:: Instructions for the task ::
Each line in the entries that has the word "here" has to be copied.

:: Material to process ::
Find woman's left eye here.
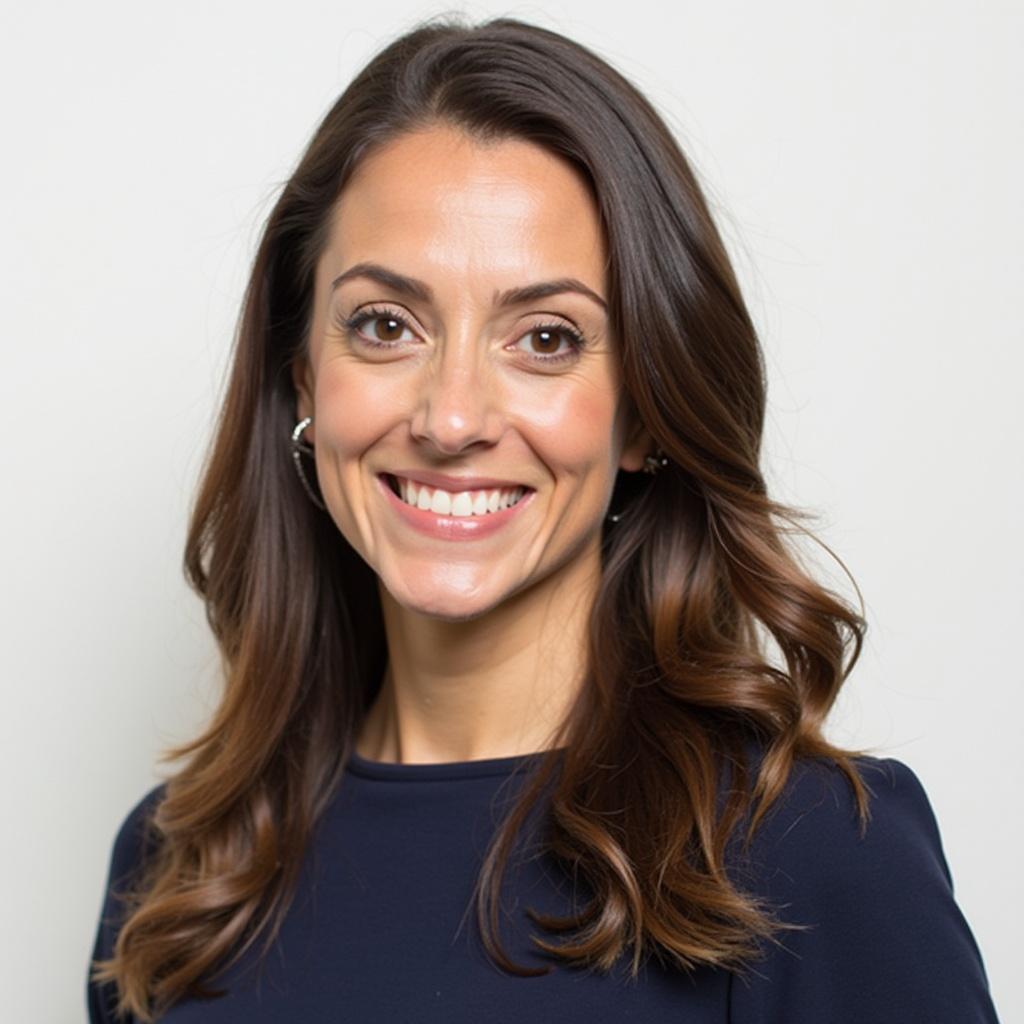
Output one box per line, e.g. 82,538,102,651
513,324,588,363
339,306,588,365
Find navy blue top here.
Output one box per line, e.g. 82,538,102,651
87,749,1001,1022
---
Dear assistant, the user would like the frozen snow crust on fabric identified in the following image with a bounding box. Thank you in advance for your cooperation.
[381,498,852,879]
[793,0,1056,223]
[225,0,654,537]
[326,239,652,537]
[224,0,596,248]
...
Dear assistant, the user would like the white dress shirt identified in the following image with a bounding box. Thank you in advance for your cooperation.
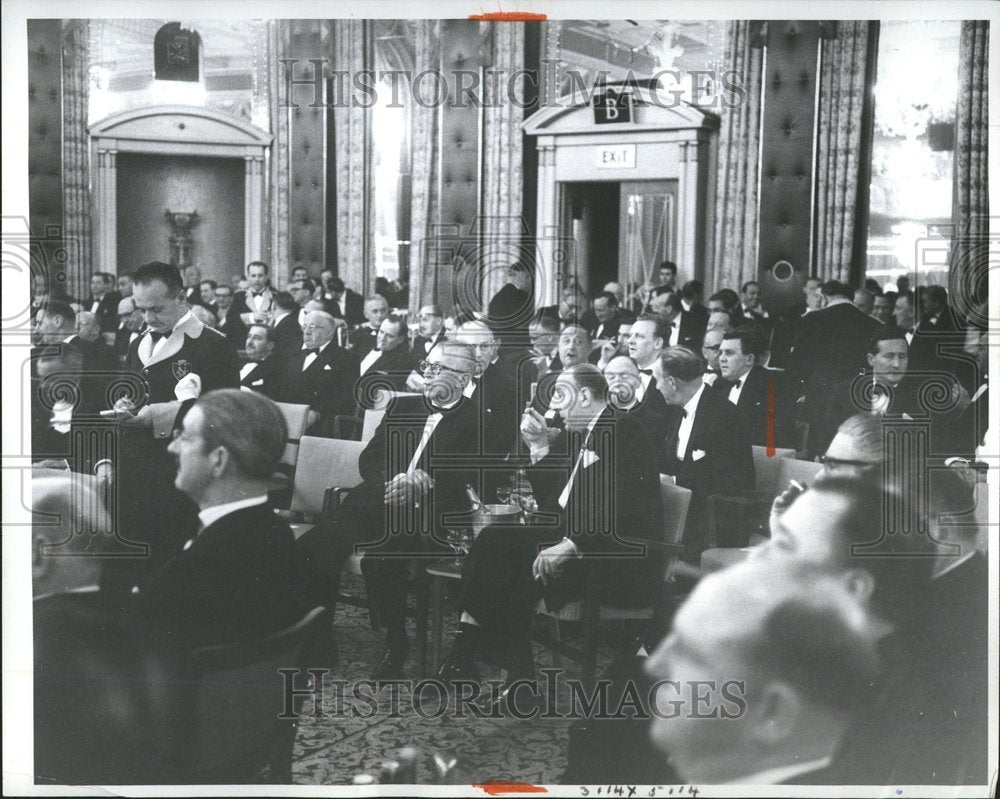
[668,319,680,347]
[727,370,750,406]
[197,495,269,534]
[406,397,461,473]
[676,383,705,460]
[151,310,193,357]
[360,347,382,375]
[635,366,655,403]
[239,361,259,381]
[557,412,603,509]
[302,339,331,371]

:: Answer to this problem ::
Find woman's left eye here.
Find navy blue top here.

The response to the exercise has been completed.